- **Exercício proposto 1**
Responda com base no texto sobre teoria do teatro:
(a) Quem escreveu a página?
(b) Além do leitor em geral, a quem o autor considera que essas noções podem ser úteis?
(c) Que ser aparece no exemplo do indivíduo que passa a ter a sensação de realidade ao vê-lo no palco?

- **Texto da página**
Hoje: 26-11-2024
Página escrita por Rubem Queiroz Cobra
Site original: www.cobra.pages.nom.br
Esta página, e também as outras páginas desta série, contêm algumas noções de Teoria do Teatro para uma visão geral do trabalho de planejamento de uma peça teatral. Acredito que essas noções poderão ser razoavelmente informativas para o leitor em geral, e úteis ao Educador que deseja tomar o teatro por instrumento pedagógico, enquanto não encontrarem um bom livro ou um Site na Internet com informações mais completas sobre o assunto.
O Teatro.
Existe grande polêmica sobre a definição de Teatro. Porém, uma página sobre Teoria do Teatro deve começar – me parece –, pela definição do que o Teatro é. Então, se partimos do fato irrecusável de que há uma história, escrita ou memorizada, que dá origem ao drama a ser representado, então o drama está subordinado a uma peça literária, por mais simples e rústica que esta seja. A Arte Dramática, ou Arte do Teatro – que envolve a arte de bem representar, a arte da iluminação, a arte da montagem do cenário, etc. –, é uma forma de manifestação artística a serviço da Literatura, assim como também a própria Arte do Livro – que envolve a arte da ilustração, a arte da impressão, a arte da encadernação, etc.
No Teatro, uma história e seu contexto se fazem reais e verídicos pela montagem de um cenário e a representação de atores em um palco, para um público de espectadores. Por exemplo: um indivíduo pode não acreditar na existência do fantasma em uma história que lê em um livro, mas terá a sensação de realidade desse fantasma se ele o vê no palco, e se o personagem lhe parecer autêntico, por agir do modo como, na sua concepção, um fantasma haveria de agir.

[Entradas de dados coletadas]
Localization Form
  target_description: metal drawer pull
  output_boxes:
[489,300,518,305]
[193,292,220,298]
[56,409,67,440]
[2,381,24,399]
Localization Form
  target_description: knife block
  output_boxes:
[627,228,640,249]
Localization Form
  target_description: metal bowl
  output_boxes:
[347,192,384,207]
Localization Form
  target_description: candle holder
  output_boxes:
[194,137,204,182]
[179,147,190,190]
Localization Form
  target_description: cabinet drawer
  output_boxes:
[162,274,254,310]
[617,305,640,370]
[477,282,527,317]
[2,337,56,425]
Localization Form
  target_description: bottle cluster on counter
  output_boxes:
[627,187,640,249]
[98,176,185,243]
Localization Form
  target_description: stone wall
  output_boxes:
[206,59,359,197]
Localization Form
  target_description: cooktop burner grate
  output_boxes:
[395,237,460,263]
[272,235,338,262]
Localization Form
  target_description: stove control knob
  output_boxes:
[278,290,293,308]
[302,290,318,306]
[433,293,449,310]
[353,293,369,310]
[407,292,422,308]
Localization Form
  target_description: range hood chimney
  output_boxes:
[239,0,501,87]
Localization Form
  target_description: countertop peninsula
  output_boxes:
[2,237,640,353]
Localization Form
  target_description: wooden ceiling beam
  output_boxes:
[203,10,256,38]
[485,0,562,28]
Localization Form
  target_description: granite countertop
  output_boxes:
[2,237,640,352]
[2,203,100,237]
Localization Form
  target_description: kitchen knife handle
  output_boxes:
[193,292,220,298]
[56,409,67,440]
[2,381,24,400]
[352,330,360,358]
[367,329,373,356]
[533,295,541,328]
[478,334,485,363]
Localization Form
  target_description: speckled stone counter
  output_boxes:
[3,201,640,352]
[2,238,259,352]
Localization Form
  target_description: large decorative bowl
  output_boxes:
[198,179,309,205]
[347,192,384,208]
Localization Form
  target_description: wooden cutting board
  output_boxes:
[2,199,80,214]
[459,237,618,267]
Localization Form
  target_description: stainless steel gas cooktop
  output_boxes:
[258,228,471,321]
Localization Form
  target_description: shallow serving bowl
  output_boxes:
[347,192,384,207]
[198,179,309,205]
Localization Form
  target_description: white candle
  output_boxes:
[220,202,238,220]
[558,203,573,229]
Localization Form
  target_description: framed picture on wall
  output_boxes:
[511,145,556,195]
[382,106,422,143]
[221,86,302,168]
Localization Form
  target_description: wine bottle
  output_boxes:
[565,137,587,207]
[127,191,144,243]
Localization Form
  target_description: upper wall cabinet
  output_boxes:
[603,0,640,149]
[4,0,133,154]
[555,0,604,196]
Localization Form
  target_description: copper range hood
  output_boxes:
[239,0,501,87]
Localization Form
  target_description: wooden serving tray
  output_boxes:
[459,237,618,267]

- **Exercício proposto 2**
Transcreva as linhas da listagem desde a primeira até a linha que contém "[179,147,190,190]", incluindo as duas pontas.

- **Resposta do exercício 1**
(a) Rubem Queiroz Cobra.
(b) Ao Educador que deseja tomar o teatro por instrumento pedagógico.
(c) Um fantasma.

- **Resposta do exercício 2**
Localization Form
  target_description: metal drawer pull
  output_boxes:
[489,300,518,305]
[193,292,220,298]
[56,409,67,440]
[2,381,24,399]
Localization Form
  target_description: knife block
  output_boxes:
[627,228,640,249]
Localization Form
  target_description: metal bowl
  output_boxes:
[347,192,384,207]
Localization Form
  target_description: candle holder
  output_boxes:
[194,137,204,182]
[179,147,190,190]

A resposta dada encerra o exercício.